- _Collection entries_
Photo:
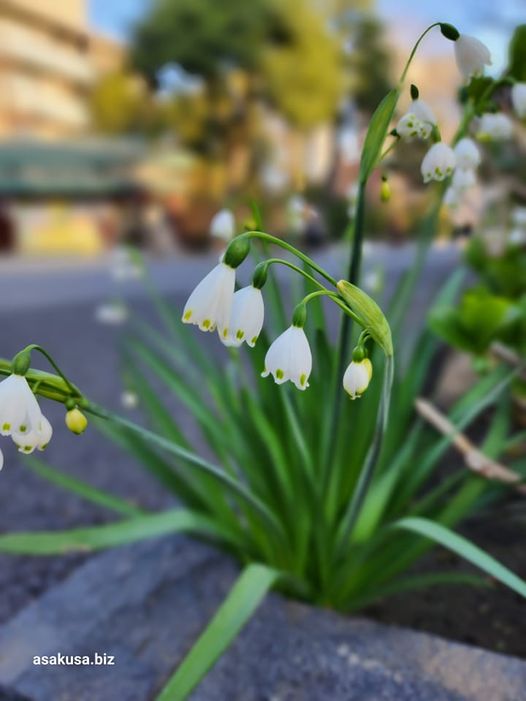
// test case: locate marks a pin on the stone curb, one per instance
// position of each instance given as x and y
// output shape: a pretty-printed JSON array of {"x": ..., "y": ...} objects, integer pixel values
[{"x": 145, "y": 604}]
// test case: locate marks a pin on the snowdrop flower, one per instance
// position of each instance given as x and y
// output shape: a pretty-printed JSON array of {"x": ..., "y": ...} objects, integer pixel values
[
  {"x": 453, "y": 197},
  {"x": 208, "y": 307},
  {"x": 418, "y": 121},
  {"x": 463, "y": 179},
  {"x": 439, "y": 162},
  {"x": 223, "y": 225},
  {"x": 19, "y": 409},
  {"x": 494, "y": 127},
  {"x": 289, "y": 358},
  {"x": 471, "y": 56},
  {"x": 467, "y": 154},
  {"x": 246, "y": 317},
  {"x": 518, "y": 99},
  {"x": 357, "y": 377},
  {"x": 38, "y": 437}
]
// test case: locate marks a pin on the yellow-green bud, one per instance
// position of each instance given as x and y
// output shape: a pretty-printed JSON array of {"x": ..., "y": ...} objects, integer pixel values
[
  {"x": 76, "y": 421},
  {"x": 385, "y": 190}
]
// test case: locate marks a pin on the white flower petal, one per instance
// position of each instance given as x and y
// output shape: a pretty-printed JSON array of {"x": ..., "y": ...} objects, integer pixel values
[
  {"x": 290, "y": 358},
  {"x": 223, "y": 225},
  {"x": 471, "y": 56},
  {"x": 208, "y": 307},
  {"x": 438, "y": 163},
  {"x": 246, "y": 318}
]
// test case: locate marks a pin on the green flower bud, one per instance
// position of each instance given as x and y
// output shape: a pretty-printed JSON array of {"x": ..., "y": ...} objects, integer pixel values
[
  {"x": 21, "y": 362},
  {"x": 76, "y": 421},
  {"x": 236, "y": 252},
  {"x": 449, "y": 31},
  {"x": 259, "y": 277}
]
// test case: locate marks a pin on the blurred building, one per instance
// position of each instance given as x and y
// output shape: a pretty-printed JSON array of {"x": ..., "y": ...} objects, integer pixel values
[{"x": 48, "y": 62}]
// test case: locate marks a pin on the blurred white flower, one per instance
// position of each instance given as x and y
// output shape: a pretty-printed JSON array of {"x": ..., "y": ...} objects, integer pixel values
[
  {"x": 494, "y": 127},
  {"x": 517, "y": 236},
  {"x": 438, "y": 163},
  {"x": 467, "y": 154},
  {"x": 246, "y": 317},
  {"x": 471, "y": 56},
  {"x": 518, "y": 99},
  {"x": 223, "y": 225},
  {"x": 357, "y": 377},
  {"x": 518, "y": 216},
  {"x": 111, "y": 313},
  {"x": 290, "y": 358},
  {"x": 463, "y": 179},
  {"x": 452, "y": 198},
  {"x": 208, "y": 307},
  {"x": 129, "y": 399}
]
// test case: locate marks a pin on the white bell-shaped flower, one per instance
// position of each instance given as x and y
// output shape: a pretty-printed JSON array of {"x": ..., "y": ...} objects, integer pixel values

- _What you are asked to do_
Reproduce every line of the material above verbatim, leaving out the pictures.

- _Answer for this exercise_
Photo:
// test case: locate marks a pin on the stone curb, one per instance
// position of each instance given as x and y
// output shape: a pretty-printed JSON array of {"x": ..., "y": ...} objects, integer pixel values
[{"x": 145, "y": 604}]
// test case: locate marks a pin on the snowdrop flower, one per instance
// position of each instance given as x and y
// output shape: a pretty-printed JSON array of {"x": ..., "y": ...} objects, integer pixel values
[
  {"x": 453, "y": 197},
  {"x": 208, "y": 307},
  {"x": 418, "y": 121},
  {"x": 463, "y": 179},
  {"x": 439, "y": 162},
  {"x": 223, "y": 225},
  {"x": 19, "y": 409},
  {"x": 494, "y": 127},
  {"x": 289, "y": 358},
  {"x": 471, "y": 56},
  {"x": 467, "y": 154},
  {"x": 246, "y": 317},
  {"x": 518, "y": 99},
  {"x": 357, "y": 377},
  {"x": 38, "y": 437}
]
// test case: locate marks a pin on the yellow-green bud, one per instance
// position of each instance given as x and y
// output shape: a pretty-printed JSON array of {"x": ..., "y": ...} objects, integer pixel values
[
  {"x": 76, "y": 421},
  {"x": 385, "y": 190}
]
// test case: locate marks a pin on the white flower petal, one per instance
// position of each instance given as x and y
// output shape: a pretty-printed JSON array of {"x": ..., "y": ...} objects, integer pixel values
[
  {"x": 290, "y": 358},
  {"x": 223, "y": 225},
  {"x": 471, "y": 56},
  {"x": 208, "y": 307},
  {"x": 438, "y": 163},
  {"x": 246, "y": 318}
]
// test case: locate marks a pin on the green flower bud, one per instance
// position of each instance given as x and y
// output shape: a pretty-printed JSON array of {"x": ..., "y": ...} objects, integer pixel values
[
  {"x": 21, "y": 362},
  {"x": 76, "y": 421},
  {"x": 236, "y": 252},
  {"x": 449, "y": 31},
  {"x": 259, "y": 277}
]
// test case: locate marks a pin on the blurred building, one per instance
// position of each instance given as x and y
// output shape: a pretty-printed JSON array of {"x": ..., "y": ...} objects, integer pixel values
[{"x": 48, "y": 62}]
// test case: locate marks a pin on the blurred white flower, one per instance
// position of each instance given as x and y
// output shape: a pretty-printed JSON array of {"x": ..., "y": ...} objects, integer pixel values
[
  {"x": 494, "y": 127},
  {"x": 517, "y": 236},
  {"x": 438, "y": 163},
  {"x": 467, "y": 154},
  {"x": 246, "y": 317},
  {"x": 471, "y": 56},
  {"x": 518, "y": 99},
  {"x": 223, "y": 225},
  {"x": 357, "y": 377},
  {"x": 518, "y": 216},
  {"x": 111, "y": 313},
  {"x": 290, "y": 358},
  {"x": 463, "y": 179},
  {"x": 452, "y": 198},
  {"x": 208, "y": 307},
  {"x": 129, "y": 399}
]
// test case: locate marks a pin on the white bell-shaped flower, one per instance
// position of each instance given as x and y
// output shape: a pretty-printed JSON array of {"x": ..., "y": ...} objects, integer pixel values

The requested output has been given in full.